§ **DIRECTIONS**: Convert every line of the data below into a Markdown table with the columns "Row" and "Data line," skipping blank lines. Leave the pictures out of the table.

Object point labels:
[start]
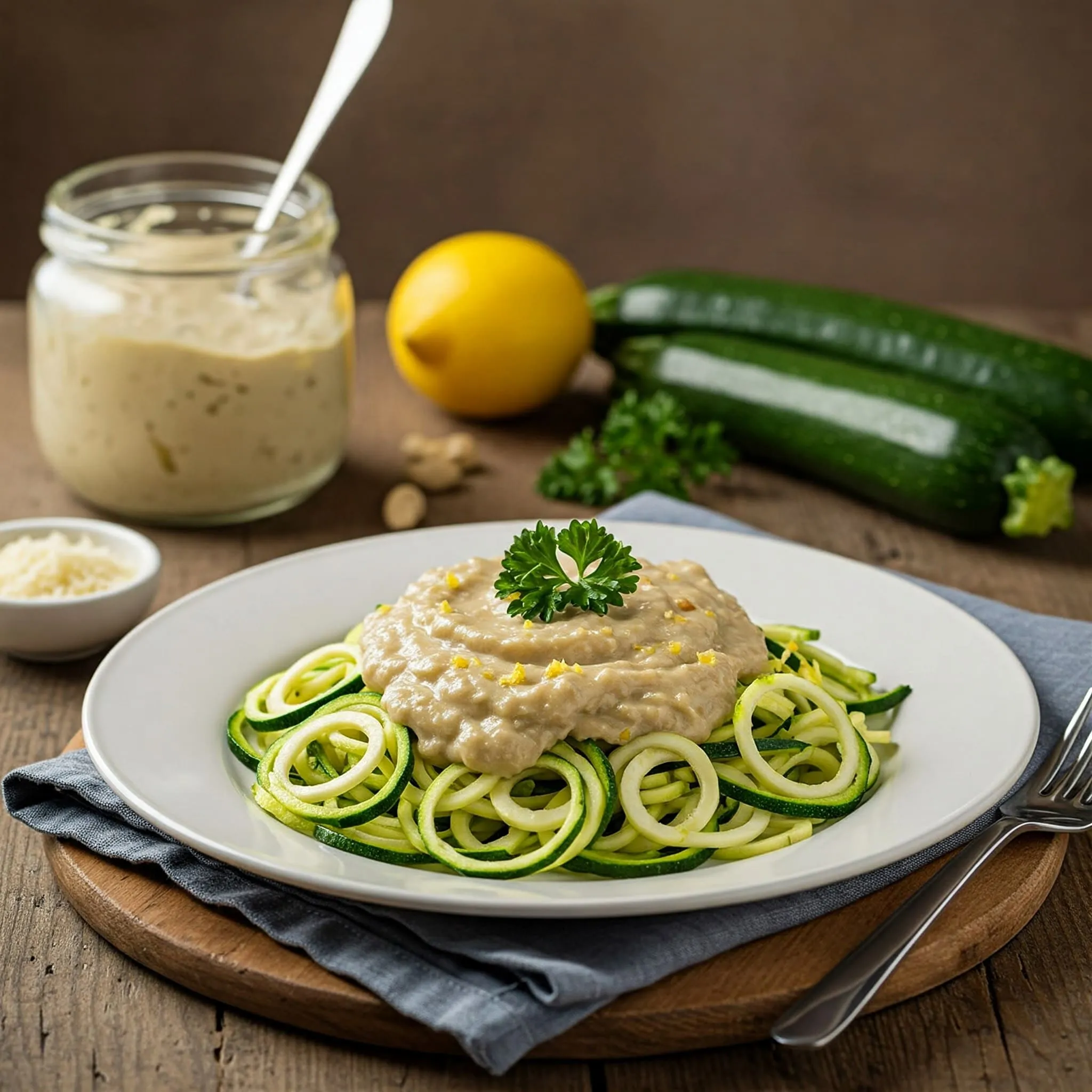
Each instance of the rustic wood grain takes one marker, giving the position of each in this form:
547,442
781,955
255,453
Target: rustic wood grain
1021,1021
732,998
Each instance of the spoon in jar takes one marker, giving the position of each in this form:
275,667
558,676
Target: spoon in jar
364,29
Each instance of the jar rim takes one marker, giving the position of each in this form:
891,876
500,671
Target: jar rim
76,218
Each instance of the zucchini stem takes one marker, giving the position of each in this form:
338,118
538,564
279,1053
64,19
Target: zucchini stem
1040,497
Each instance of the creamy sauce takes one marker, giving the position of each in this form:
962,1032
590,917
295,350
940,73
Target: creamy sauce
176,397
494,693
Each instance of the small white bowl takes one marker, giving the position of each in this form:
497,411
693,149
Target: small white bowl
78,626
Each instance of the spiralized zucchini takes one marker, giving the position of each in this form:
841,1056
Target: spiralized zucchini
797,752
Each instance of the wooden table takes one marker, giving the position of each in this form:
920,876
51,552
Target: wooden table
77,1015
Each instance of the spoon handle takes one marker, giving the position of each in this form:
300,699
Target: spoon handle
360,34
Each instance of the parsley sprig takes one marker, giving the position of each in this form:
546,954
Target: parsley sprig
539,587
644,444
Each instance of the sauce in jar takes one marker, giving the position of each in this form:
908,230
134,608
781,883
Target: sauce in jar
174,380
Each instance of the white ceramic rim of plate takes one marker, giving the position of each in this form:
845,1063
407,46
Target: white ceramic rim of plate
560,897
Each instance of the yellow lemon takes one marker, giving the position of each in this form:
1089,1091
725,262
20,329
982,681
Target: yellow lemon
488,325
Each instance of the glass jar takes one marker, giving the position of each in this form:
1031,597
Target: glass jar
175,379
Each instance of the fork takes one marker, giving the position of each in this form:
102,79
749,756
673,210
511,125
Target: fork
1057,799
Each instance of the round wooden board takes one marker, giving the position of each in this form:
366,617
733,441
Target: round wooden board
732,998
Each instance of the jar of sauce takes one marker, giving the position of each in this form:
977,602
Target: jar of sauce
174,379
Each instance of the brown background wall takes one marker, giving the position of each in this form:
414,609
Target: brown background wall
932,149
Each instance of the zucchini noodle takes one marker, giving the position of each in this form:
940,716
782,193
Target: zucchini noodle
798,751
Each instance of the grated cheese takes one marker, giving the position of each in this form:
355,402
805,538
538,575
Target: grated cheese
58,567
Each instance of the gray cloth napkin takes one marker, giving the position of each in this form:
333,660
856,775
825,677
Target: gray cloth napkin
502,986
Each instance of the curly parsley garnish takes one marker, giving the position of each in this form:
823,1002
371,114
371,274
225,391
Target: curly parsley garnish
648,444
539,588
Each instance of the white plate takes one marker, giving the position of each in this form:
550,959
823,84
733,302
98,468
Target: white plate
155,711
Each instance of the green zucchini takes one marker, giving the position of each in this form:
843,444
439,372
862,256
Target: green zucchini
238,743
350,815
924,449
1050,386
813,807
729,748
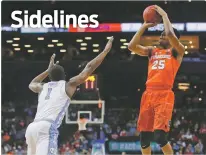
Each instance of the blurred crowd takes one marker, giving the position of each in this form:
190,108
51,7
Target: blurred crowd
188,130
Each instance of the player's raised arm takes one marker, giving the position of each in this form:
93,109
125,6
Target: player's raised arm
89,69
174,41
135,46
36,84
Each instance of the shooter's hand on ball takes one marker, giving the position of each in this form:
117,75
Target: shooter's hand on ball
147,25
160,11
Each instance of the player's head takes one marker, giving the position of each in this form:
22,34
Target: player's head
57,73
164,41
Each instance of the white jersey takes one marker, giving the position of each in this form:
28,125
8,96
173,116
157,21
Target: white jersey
[end]
§ **SOLUTION FOR THIS TASK**:
| Row | Data line |
|---|---|
| 1 | Each instance of the rustic wood grain takes one marker, giving the position of each in this form: |
| 2 | 547,442 |
| 3 | 781,955 |
| 4 | 255,453 |
| 5 | Target: rustic wood grain |
| 6 | 1021,1021 |
| 7 | 732,998 |
| 8 | Each instance of the spoon in jar takes one marker, giving the position of each in this form: |
| 9 | 275,667 |
| 10 | 558,676 |
| 11 | Target: spoon in jar |
| 12 | 364,29 |
| 13 | Each instance of the jar rim takes one marker, giving the position of each in this form: |
| 14 | 891,876 |
| 15 | 500,671 |
| 16 | Target: jar rim |
| 17 | 76,218 |
| 18 | Each instance of the zucchini stem takes one marker, giving the position of each in this form: |
| 19 | 338,118 |
| 20 | 538,564 |
| 21 | 279,1053 |
| 22 | 64,19 |
| 23 | Target: zucchini stem |
| 24 | 1040,497 |
| 25 | Each instance of the creamy sauce takes one marker, giving the position of each in this form: |
| 26 | 962,1032 |
| 27 | 590,917 |
| 28 | 295,350 |
| 29 | 940,73 |
| 30 | Target: creamy sauce |
| 31 | 176,397 |
| 32 | 494,693 |
| 33 | Each instance of the small white bowl takes one marker, giving the position of each in this form: |
| 34 | 497,411 |
| 35 | 693,149 |
| 36 | Target: small white bowl |
| 37 | 78,626 |
| 38 | Each instance of the spiralized zucchini takes one marker, giving the position of each in this form: |
| 39 | 841,1056 |
| 40 | Target: spiralized zucchini |
| 41 | 797,752 |
| 42 | Each instance of the wooden table takes one marker, giving the position of each in this form: |
| 43 | 920,876 |
| 44 | 51,552 |
| 45 | Target: wooden table |
| 46 | 77,1015 |
| 47 | Each instance of the spoon handle takes one marker, giving the position of each in this form: |
| 48 | 300,699 |
| 49 | Target: spoon handle |
| 50 | 360,34 |
| 51 | Each instance of the parsley sprig takes one marker, giving the position of each in this form: |
| 52 | 546,954 |
| 53 | Target: parsley sprig |
| 54 | 539,587 |
| 55 | 644,444 |
| 56 | Each instance of the sauce in jar takes one marker, giving the position of each in this form: |
| 57 | 908,230 |
| 58 | 134,608 |
| 59 | 781,883 |
| 60 | Target: sauce in jar |
| 61 | 174,380 |
| 62 | Each instance of the white ceramic rim of plate takes one marker, giving the position of each in this form: |
| 63 | 845,1063 |
| 64 | 407,46 |
| 65 | Target: white ceramic rim of plate |
| 66 | 560,897 |
| 67 | Each instance of the yellow lemon takes one marker, giving the position of each in this form: |
| 68 | 1089,1091 |
| 69 | 725,262 |
| 70 | 20,329 |
| 71 | 982,681 |
| 72 | Target: yellow lemon |
| 73 | 488,325 |
| 74 | Each instance of the glass jar takes one marker, giving the position of each in this form: |
| 75 | 1031,597 |
| 76 | Target: glass jar |
| 77 | 175,379 |
| 78 | Each instance of the fork takes one marker, giving the position of each in this form: |
| 79 | 102,79 |
| 80 | 749,756 |
| 81 | 673,210 |
| 82 | 511,125 |
| 83 | Target: fork |
| 84 | 1057,799 |
| 85 | Each instance of the round wooden board takes one marker, giving the position of each in this form: |
| 86 | 366,617 |
| 87 | 733,441 |
| 88 | Target: round wooden board |
| 89 | 732,998 |
| 90 | Each instance of the jar of sauce takes one marker, giving the position of each in this form: |
| 91 | 977,602 |
| 92 | Target: jar of sauce |
| 93 | 174,379 |
| 94 | Each instance of the brown background wall takes one marker, giving the position of each in this form: |
| 95 | 414,609 |
| 96 | Target: brown background wall |
| 97 | 932,149 |
| 98 | Each instance of the zucchini noodle takes one marker, giving the position of each in this form: |
| 99 | 940,716 |
| 100 | 782,193 |
| 101 | Target: zucchini noodle |
| 102 | 798,751 |
| 103 | Each instance of the grated cheese takes one marker, giving the position of each in this form: |
| 104 | 355,402 |
| 105 | 805,538 |
| 106 | 538,575 |
| 107 | Target: grated cheese |
| 108 | 58,567 |
| 109 | Each instance of the gray cloth napkin takes one marker, giving the position of each in this form: |
| 110 | 333,660 |
| 111 | 856,775 |
| 112 | 825,677 |
| 113 | Target: gray cloth napkin |
| 114 | 502,986 |
| 115 | Each instance of the curly parsley garnish takes one marker, giving the position of each in this form: |
| 116 | 823,1002 |
| 117 | 371,114 |
| 118 | 371,274 |
| 119 | 225,391 |
| 120 | Target: curly parsley garnish |
| 121 | 648,444 |
| 122 | 539,588 |
| 123 | Each instance of the white plate takes one marker, giving the position of each in this form: |
| 124 | 550,959 |
| 125 | 823,84 |
| 126 | 733,302 |
| 127 | 98,468 |
| 128 | Target: white plate |
| 129 | 155,711 |
| 130 | Each instance of the green zucchini takes one marker, giving the position of each in this form: |
| 131 | 843,444 |
| 132 | 439,372 |
| 133 | 862,256 |
| 134 | Target: green zucchini |
| 135 | 238,743 |
| 136 | 350,815 |
| 137 | 924,449 |
| 138 | 1050,386 |
| 139 | 813,807 |
| 140 | 729,748 |
| 141 | Each instance of the blurred crowd takes one marker, giving the position of each in this form: |
| 142 | 190,108 |
| 143 | 51,7 |
| 144 | Target: blurred crowd |
| 145 | 188,130 |
| 146 | Each instance of the player's raised arm takes one marker, giving the position of each in this form: |
| 147 | 93,109 |
| 148 | 125,6 |
| 149 | Target: player's raised arm |
| 150 | 89,69 |
| 151 | 174,41 |
| 152 | 135,46 |
| 153 | 36,84 |
| 154 | Each instance of the shooter's hand on ball takes one marker, giving the position of each in this form: |
| 155 | 117,75 |
| 156 | Target: shooter's hand on ball |
| 157 | 147,25 |
| 158 | 160,11 |
| 159 | Each instance of the player's head takes one marker, giving the position of each in this form: |
| 160 | 22,34 |
| 161 | Target: player's head |
| 162 | 57,73 |
| 163 | 164,41 |
| 164 | Each instance of the white jersey takes one marker, giving the position of each in this form: |
| 165 | 28,125 |
| 166 | 8,96 |
| 167 | 173,116 |
| 168 | 157,21 |
| 169 | Target: white jersey |